*** Data to examine
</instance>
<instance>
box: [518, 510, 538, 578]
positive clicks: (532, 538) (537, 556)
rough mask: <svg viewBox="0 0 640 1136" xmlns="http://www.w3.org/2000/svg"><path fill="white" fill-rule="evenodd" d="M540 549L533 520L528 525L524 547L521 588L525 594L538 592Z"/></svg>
******
Exactly the lines between the one containing "positive clicks: (532, 538) (537, 556)" and the end of the material, both ends included, must be retyped, with nothing added.

positive clicks: (532, 538) (537, 556)
rough mask: <svg viewBox="0 0 640 1136" xmlns="http://www.w3.org/2000/svg"><path fill="white" fill-rule="evenodd" d="M540 549L533 520L528 525L524 547L521 588L525 594L538 592Z"/></svg>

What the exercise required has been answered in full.